▸ Your assignment: What is needed here is every record, retyped without any change.

▸ Task data:
=== Begin Enclosure ===

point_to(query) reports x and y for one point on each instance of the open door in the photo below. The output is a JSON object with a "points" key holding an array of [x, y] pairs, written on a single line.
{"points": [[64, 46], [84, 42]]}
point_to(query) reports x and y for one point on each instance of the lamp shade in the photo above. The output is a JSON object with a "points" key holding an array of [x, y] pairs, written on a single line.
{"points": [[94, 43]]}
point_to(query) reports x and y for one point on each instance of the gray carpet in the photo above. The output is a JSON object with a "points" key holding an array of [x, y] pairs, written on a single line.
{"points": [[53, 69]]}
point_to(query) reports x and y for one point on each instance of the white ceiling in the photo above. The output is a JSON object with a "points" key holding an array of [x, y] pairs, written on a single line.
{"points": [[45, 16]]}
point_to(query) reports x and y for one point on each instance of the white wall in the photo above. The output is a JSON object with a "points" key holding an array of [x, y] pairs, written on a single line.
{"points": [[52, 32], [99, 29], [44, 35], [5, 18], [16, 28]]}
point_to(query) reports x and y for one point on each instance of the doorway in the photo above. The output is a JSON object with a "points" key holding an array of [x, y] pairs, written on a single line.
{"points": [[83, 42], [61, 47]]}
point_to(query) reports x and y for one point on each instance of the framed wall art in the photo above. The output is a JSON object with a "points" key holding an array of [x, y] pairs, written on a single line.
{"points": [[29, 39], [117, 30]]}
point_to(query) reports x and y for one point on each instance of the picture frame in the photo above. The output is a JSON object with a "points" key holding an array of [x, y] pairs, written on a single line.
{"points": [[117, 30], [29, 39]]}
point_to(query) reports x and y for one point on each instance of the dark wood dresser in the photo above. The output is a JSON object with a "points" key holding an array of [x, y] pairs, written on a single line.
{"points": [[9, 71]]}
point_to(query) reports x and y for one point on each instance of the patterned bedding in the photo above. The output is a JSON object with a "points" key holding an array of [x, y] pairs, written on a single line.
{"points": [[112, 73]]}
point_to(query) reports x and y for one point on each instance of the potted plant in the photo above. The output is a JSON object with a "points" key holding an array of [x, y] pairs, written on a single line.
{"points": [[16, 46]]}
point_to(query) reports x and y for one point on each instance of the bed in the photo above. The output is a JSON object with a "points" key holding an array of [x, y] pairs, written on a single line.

=== End Enclosure ===

▸ Exercise output:
point_to(query) reports x and y for one point on each instance of the open door in the photo below. The output is a JSON object with a "points" key holding an array of [x, y] pairs, written on a single line.
{"points": [[64, 46], [84, 42]]}
point_to(query) reports x and y for one point on each instance of the lamp shade in the photo above. The output is a JSON object with a "points" key holding an array of [x, y] pairs, written on a single line.
{"points": [[94, 43]]}
point_to(query) reports x and y for one point on each instance of the gray carpet in the photo above. The output is a JSON object with a "points" key holding an array of [x, y] pairs, written on a single line.
{"points": [[53, 69]]}
point_to(query) reports x and y for one point on each instance of the white ceiling in the photo above. The output is a JSON object with a "points" key holding an array of [x, y] pairs, written on a single line.
{"points": [[45, 16]]}
point_to(query) reports x and y for one point on each instance of the white wall in the photo above. The output is a JSON object with a "points" key holding an array of [x, y] pairs, written on a single line.
{"points": [[52, 32], [99, 29], [44, 35], [5, 18], [16, 28]]}
point_to(query) reports x and y for one point on each instance of the doorway in the photo above. The output is a JSON object with a "points" key holding an array of [x, y] pairs, written on a single line.
{"points": [[83, 42], [61, 47]]}
point_to(query) reports x and y for one point on each instance of the framed wall art in the photo above. The output is a JSON object with a "points" key holding an array of [x, y] pairs, written on a single line.
{"points": [[29, 39], [117, 30]]}
point_to(query) reports x and y for one point on each instance of the picture frame in the photo above. The output is a JSON object with a "points" key holding an array of [x, y] pairs, written on a single line.
{"points": [[117, 30], [29, 39]]}
point_to(query) reports x and y for one point on each instance of the dark wood dresser in the photo above. The output is a JSON object with a "points" key holding an array of [x, y] pairs, written on a single line.
{"points": [[9, 71]]}
point_to(query) reports x and y for one point on each instance of the patterned bedding in the photo above. The output is a JSON object with a "points" key holding an array of [x, y] pairs, written on a single line.
{"points": [[112, 73]]}
point_to(query) reports x and y for one point on each instance of the potted plant in the photo above. The output is a JSON object with a "points" key holding an array of [x, y] pairs, written on a single line.
{"points": [[16, 46]]}
point_to(query) reports x and y for one point on each instance of the bed in the photo above. The output is a JSON object with a "points" key holding an array of [x, y] pairs, written on a single line.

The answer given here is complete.